#### [Exercise objective]
State how many lines in the listing below contain the string "covered". Reply with the number alone.

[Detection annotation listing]
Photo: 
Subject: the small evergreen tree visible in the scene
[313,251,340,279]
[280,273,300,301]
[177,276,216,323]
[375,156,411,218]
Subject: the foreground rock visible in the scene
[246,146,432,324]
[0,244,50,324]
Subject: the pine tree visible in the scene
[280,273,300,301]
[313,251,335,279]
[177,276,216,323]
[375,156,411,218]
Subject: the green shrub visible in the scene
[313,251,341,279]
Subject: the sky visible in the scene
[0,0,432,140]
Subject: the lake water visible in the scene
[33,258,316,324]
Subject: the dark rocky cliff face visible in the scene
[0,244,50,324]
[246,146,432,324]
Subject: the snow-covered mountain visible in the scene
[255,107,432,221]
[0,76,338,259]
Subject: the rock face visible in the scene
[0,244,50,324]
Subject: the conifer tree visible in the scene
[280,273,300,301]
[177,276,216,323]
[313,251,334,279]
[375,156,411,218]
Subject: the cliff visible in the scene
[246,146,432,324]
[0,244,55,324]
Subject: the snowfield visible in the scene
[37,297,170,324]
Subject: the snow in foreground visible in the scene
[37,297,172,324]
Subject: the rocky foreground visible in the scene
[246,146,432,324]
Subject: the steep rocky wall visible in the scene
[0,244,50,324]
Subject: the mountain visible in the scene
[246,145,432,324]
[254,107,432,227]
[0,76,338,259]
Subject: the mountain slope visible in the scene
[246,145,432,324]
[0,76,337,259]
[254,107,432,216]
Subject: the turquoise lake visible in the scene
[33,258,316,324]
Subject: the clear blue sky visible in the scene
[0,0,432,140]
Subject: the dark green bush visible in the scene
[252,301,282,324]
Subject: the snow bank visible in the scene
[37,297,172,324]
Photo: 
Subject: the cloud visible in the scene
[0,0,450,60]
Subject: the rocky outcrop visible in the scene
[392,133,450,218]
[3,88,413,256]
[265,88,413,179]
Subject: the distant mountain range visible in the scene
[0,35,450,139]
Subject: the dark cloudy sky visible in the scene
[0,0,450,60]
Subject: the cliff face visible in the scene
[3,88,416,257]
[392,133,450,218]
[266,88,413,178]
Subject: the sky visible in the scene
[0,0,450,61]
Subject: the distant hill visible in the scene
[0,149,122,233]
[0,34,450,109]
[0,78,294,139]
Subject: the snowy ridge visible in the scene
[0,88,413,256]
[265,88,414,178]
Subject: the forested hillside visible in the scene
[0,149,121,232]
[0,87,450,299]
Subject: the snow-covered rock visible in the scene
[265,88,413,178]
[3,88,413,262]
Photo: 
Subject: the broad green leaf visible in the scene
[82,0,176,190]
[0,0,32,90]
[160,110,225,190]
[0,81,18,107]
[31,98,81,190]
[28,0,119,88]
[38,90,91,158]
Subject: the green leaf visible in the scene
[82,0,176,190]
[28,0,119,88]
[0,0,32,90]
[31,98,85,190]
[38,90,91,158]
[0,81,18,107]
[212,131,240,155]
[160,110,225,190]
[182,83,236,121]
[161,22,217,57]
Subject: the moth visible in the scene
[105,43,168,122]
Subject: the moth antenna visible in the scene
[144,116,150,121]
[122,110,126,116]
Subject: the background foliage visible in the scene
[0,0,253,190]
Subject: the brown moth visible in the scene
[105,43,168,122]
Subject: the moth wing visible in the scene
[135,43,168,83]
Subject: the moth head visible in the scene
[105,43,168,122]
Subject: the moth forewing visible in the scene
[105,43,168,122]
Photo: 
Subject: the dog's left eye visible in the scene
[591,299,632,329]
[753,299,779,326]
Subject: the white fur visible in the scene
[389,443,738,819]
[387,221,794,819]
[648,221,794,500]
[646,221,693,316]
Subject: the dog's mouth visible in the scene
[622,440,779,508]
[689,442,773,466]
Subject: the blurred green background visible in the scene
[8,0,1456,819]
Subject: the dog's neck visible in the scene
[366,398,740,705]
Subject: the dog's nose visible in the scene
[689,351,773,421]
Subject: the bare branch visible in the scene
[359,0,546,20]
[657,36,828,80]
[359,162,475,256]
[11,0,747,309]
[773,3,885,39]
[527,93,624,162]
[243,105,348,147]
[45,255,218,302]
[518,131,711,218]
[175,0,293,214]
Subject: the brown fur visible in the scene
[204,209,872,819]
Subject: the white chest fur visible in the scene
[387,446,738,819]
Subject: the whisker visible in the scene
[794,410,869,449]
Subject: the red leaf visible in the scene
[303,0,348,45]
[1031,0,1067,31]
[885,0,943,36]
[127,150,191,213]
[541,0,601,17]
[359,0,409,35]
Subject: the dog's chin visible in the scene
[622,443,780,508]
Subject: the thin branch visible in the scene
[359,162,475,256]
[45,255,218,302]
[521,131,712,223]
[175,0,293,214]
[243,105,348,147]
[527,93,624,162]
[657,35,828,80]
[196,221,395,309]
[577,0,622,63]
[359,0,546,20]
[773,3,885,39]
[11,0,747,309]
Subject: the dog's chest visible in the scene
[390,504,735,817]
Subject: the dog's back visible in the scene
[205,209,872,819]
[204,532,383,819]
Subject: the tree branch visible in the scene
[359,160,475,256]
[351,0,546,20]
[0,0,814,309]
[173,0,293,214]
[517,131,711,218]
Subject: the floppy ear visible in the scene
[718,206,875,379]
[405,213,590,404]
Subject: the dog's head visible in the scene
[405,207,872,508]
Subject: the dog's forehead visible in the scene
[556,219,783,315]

#### [Solved problem]
2